[Region pointing data]
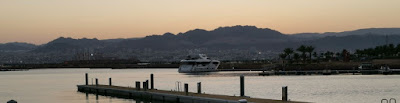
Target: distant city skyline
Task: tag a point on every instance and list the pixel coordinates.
(41, 21)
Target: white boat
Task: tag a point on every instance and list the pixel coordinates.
(200, 63)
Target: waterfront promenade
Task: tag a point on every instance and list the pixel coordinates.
(149, 93)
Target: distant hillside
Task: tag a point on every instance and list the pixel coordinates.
(63, 44)
(376, 31)
(233, 37)
(223, 43)
(223, 37)
(352, 42)
(16, 46)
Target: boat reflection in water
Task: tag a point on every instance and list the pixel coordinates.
(198, 64)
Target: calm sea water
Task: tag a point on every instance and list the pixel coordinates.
(59, 85)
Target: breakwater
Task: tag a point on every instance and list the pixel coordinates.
(145, 91)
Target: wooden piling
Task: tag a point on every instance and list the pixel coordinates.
(86, 79)
(199, 87)
(242, 85)
(151, 81)
(97, 82)
(137, 85)
(144, 85)
(186, 89)
(109, 82)
(284, 93)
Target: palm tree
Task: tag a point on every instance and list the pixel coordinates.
(288, 52)
(296, 57)
(283, 56)
(302, 49)
(310, 49)
(316, 56)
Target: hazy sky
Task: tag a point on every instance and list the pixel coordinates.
(39, 21)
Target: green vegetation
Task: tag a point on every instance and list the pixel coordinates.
(305, 58)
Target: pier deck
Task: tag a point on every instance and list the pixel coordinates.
(169, 96)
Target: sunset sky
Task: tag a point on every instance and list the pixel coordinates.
(39, 21)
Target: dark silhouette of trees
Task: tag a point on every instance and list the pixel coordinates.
(303, 50)
(309, 49)
(288, 52)
(296, 57)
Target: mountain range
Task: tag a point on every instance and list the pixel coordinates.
(222, 38)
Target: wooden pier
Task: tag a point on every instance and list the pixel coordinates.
(154, 95)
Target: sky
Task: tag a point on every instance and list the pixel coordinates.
(40, 21)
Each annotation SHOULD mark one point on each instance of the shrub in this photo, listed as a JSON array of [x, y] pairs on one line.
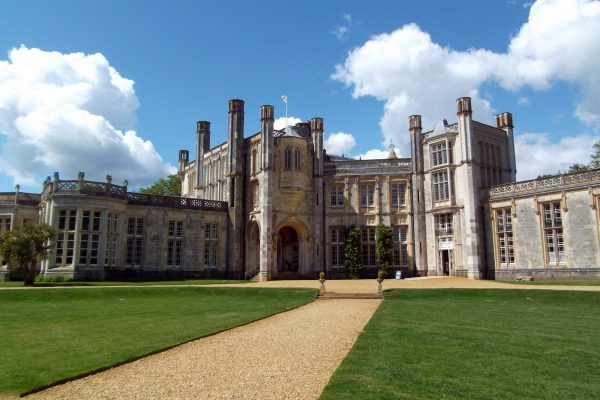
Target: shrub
[[352, 253]]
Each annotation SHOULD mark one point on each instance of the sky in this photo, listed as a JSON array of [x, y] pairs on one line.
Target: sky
[[116, 87]]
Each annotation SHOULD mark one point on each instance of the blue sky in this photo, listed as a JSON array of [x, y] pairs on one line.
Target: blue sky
[[116, 87]]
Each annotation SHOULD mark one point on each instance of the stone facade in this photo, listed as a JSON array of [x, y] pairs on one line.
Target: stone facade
[[275, 205]]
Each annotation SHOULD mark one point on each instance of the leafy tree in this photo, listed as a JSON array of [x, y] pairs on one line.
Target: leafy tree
[[165, 187], [384, 248], [352, 253], [25, 247], [595, 157], [578, 167]]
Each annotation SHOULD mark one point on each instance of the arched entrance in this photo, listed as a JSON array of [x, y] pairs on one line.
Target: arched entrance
[[253, 250], [288, 251]]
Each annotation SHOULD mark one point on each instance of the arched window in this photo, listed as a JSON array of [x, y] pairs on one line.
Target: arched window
[[287, 159], [297, 159]]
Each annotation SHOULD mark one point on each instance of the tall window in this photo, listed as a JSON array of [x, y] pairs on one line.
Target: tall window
[[65, 241], [175, 241], [337, 246], [367, 242], [135, 241], [297, 159], [400, 239], [553, 232], [112, 239], [443, 225], [367, 195], [398, 194], [336, 197], [211, 241], [441, 190], [287, 159], [4, 228], [89, 239], [439, 154], [504, 234]]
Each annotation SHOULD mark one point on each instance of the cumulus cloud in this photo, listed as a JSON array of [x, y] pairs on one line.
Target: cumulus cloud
[[279, 123], [537, 155], [339, 143], [68, 113], [374, 154], [412, 74]]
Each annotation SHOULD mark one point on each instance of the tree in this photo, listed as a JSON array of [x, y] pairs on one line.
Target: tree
[[384, 248], [165, 187], [577, 167], [595, 157], [352, 253], [25, 247]]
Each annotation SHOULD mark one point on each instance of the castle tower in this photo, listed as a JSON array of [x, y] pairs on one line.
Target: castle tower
[[504, 122], [467, 185], [267, 254], [316, 131], [202, 147], [235, 188], [417, 192]]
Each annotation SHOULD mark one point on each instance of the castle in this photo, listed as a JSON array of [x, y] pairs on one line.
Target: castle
[[275, 205]]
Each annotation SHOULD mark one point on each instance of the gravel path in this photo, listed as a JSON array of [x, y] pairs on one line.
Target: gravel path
[[288, 356]]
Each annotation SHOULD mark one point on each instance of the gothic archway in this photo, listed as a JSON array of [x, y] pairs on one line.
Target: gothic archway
[[253, 250], [288, 251]]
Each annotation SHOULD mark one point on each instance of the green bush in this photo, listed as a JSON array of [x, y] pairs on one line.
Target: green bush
[[352, 253], [384, 246]]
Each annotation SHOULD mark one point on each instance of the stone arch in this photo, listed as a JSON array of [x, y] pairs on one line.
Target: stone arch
[[252, 249]]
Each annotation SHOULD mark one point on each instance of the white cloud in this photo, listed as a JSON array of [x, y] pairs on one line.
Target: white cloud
[[340, 32], [373, 154], [537, 155], [413, 74], [339, 143], [279, 123], [69, 113]]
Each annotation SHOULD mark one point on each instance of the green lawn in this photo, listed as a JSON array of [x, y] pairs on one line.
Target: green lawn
[[476, 344], [127, 283], [561, 283], [48, 335]]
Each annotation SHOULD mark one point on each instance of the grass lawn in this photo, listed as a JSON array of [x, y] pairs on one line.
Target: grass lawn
[[127, 283], [562, 283], [48, 335], [475, 344]]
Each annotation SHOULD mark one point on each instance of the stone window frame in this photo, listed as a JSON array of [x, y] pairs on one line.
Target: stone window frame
[[504, 236], [400, 245], [553, 237], [398, 199], [211, 244], [336, 200], [174, 242], [337, 238], [366, 191], [5, 227], [64, 248], [135, 242]]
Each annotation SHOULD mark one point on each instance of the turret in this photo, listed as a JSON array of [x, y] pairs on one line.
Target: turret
[[464, 114], [504, 122], [415, 128], [202, 147], [316, 131], [267, 113]]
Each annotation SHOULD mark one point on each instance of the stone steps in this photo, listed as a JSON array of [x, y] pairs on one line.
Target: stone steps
[[349, 296]]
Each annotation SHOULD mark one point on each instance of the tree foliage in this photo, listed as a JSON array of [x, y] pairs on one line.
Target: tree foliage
[[384, 248], [171, 186], [352, 253], [25, 247], [594, 160]]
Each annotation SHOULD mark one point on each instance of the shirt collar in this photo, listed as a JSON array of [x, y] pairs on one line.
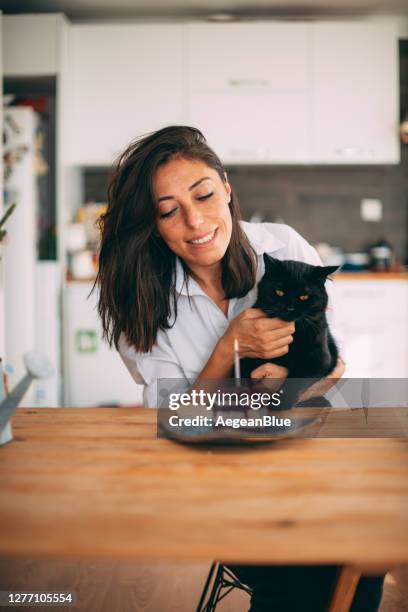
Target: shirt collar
[[261, 240]]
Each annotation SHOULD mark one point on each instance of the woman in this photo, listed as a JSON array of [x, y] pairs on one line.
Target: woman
[[177, 277]]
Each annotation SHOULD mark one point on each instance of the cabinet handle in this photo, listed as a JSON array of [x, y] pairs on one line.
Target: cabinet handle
[[248, 83]]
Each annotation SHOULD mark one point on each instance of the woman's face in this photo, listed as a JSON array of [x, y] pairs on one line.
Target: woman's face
[[193, 216]]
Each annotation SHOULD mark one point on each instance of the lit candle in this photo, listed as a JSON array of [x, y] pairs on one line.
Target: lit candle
[[237, 366]]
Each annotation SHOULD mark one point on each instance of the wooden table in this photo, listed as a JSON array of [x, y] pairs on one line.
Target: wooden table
[[97, 483]]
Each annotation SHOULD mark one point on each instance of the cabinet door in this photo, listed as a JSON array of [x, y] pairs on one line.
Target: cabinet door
[[126, 81], [355, 93], [31, 45], [373, 317], [249, 90]]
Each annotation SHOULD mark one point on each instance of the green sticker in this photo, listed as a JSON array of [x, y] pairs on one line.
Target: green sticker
[[86, 341]]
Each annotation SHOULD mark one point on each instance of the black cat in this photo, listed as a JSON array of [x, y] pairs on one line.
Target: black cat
[[295, 291]]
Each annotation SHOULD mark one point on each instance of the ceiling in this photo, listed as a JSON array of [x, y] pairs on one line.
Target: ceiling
[[290, 9]]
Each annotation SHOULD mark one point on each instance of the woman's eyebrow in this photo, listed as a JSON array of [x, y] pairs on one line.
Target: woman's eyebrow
[[189, 189]]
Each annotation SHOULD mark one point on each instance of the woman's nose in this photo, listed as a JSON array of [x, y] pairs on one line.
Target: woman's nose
[[193, 217]]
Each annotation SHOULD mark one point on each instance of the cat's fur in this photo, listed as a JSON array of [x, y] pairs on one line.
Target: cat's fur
[[313, 353]]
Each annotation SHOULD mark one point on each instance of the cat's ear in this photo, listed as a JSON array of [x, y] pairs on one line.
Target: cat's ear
[[323, 272]]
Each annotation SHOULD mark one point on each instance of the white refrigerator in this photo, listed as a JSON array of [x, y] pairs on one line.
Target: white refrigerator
[[31, 287]]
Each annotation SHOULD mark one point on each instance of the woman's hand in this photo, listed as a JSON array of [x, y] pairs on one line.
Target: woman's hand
[[258, 335]]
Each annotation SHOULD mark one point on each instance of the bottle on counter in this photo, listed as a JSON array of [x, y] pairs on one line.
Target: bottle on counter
[[381, 256]]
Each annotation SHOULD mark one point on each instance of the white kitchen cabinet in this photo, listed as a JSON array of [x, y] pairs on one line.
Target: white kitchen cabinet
[[373, 318], [126, 80], [355, 93], [249, 90], [31, 44], [324, 93], [94, 374]]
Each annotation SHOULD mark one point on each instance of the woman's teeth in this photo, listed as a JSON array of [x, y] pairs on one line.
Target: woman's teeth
[[204, 239]]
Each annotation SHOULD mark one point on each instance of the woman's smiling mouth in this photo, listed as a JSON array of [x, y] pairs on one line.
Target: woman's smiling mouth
[[204, 240]]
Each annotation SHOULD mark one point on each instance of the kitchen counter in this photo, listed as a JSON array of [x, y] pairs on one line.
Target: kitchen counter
[[369, 275]]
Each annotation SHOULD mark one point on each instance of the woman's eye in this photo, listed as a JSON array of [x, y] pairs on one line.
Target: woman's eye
[[169, 214], [205, 197]]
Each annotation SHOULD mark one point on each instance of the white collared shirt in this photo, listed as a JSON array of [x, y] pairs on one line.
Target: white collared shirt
[[182, 351]]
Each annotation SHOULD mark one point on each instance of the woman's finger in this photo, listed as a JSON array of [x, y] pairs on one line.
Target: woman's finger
[[269, 370]]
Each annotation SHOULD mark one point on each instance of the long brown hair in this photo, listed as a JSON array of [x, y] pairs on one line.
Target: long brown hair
[[136, 273]]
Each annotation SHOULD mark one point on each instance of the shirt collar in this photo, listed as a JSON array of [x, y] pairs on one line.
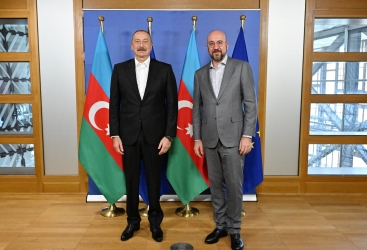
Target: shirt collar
[[223, 62], [146, 62]]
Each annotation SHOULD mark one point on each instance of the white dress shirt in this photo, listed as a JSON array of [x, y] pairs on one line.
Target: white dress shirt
[[142, 70]]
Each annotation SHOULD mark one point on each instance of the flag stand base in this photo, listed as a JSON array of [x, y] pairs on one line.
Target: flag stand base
[[144, 211], [112, 211], [187, 211]]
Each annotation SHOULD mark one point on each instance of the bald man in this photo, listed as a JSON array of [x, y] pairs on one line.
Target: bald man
[[224, 117]]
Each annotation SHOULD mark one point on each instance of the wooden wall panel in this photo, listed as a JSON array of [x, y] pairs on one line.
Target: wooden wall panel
[[340, 4], [172, 4]]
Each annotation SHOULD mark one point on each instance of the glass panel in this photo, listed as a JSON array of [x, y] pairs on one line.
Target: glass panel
[[338, 119], [337, 159], [14, 35], [340, 35], [16, 119], [339, 78], [15, 78], [17, 159]]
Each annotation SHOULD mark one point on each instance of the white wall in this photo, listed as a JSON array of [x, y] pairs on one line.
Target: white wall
[[58, 88], [284, 82]]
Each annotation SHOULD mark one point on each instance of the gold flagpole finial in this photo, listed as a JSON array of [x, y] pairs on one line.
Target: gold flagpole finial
[[101, 19], [150, 20], [194, 19], [243, 18]]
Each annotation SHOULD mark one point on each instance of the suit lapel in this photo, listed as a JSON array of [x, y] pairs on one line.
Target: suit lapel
[[228, 71], [132, 77], [152, 74], [208, 80]]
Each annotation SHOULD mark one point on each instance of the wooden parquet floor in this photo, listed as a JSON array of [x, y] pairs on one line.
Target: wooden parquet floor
[[66, 221]]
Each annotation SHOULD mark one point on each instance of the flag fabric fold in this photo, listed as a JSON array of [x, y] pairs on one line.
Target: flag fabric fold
[[253, 170], [187, 173], [143, 188], [96, 154]]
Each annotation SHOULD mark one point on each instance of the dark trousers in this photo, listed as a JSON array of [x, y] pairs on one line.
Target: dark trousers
[[153, 168]]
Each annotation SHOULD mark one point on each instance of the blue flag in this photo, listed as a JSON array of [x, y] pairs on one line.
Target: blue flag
[[253, 170], [165, 186]]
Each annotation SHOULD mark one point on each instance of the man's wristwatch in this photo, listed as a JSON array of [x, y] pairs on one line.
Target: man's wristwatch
[[169, 138]]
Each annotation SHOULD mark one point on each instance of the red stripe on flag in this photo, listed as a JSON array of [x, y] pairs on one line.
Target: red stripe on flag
[[185, 130], [96, 113]]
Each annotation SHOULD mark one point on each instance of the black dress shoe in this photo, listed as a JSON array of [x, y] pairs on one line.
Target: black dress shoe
[[214, 236], [157, 233], [236, 242], [129, 231]]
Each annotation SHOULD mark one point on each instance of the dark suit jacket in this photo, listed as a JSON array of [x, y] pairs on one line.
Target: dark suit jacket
[[156, 113]]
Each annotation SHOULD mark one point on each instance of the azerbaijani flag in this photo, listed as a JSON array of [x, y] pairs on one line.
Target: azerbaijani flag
[[252, 171], [187, 173], [102, 163]]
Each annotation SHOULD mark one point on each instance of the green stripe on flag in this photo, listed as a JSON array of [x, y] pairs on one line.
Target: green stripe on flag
[[183, 174], [100, 165]]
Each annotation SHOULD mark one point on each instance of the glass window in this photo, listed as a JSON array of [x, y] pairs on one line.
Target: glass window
[[15, 78], [17, 159], [340, 35], [338, 119], [14, 35], [337, 159], [339, 78], [16, 119]]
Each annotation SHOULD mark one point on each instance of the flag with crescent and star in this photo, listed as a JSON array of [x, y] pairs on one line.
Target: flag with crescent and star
[[187, 173], [99, 159], [253, 170]]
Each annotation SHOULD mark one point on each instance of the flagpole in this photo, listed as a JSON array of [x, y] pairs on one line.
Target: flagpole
[[187, 210], [144, 210], [243, 18], [111, 210]]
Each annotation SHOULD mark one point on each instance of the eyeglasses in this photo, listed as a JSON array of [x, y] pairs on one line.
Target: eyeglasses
[[219, 43]]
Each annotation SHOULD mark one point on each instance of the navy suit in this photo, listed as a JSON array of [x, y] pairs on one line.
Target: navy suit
[[141, 125]]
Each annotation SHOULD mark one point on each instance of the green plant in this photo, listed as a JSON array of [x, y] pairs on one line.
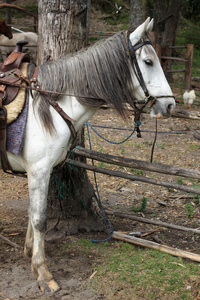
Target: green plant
[[141, 207], [122, 151], [179, 181]]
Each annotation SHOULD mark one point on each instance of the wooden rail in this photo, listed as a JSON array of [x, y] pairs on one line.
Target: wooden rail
[[177, 171], [162, 52]]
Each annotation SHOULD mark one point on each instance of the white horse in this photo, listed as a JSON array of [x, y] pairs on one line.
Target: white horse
[[104, 73], [7, 45]]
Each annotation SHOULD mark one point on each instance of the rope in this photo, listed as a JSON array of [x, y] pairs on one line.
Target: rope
[[98, 195], [136, 125]]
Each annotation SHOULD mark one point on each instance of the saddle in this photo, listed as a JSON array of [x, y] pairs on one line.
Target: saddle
[[10, 73]]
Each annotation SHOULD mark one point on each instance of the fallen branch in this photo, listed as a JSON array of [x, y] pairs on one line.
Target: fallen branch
[[134, 177], [137, 164], [153, 245], [9, 242], [186, 114], [148, 221]]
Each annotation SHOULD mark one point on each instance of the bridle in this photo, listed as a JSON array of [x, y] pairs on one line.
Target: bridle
[[149, 99]]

◆ Task to carry out
Set down again, word for word, the stretch of records from the line with "the wooden wall" to the line with "the wooden parquet", both of those lines included.

◆ Output for this task
Each annotation SHOULD mark one point on each instance of the wooden wall panel in this photo, listed as a JSON array of [x, y] pairs on one line.
Target: wooden wall panel
[[340, 4], [172, 4]]
Each annotation SHOULD mark one point on each instance of the glass panel in this photo, listed as a JSON array of [x, y] pairs on one line.
Target: glass panel
[[338, 119], [337, 159], [14, 35], [340, 35], [16, 119], [339, 78], [15, 78], [17, 159]]
Each annotation SHOULD mark one point on each instance of the white wall in this photo, listed as a JSON array of [x, y] pairs on one line.
Target: white wall
[[58, 88], [284, 82]]
Each annotation SHOULD mark one point on each instance of the gold flagpole finial in this photo, listed as a JSON array of [x, y] pairs on one line.
Target: gold flagpole finial
[[101, 19], [150, 20], [194, 19], [243, 18]]
Each annotation SHOULD mark one point on each instance of the suit lapel in this photo, listed as a JSON array of [x, y] pairs on one line.
Target: suit lapel
[[228, 71], [132, 77], [152, 74], [208, 80]]
Each annotation SHOULD mark one point on each instance of the wooden parquet floor in this photo, listed as a JSON array of [x, y] pairs on one line.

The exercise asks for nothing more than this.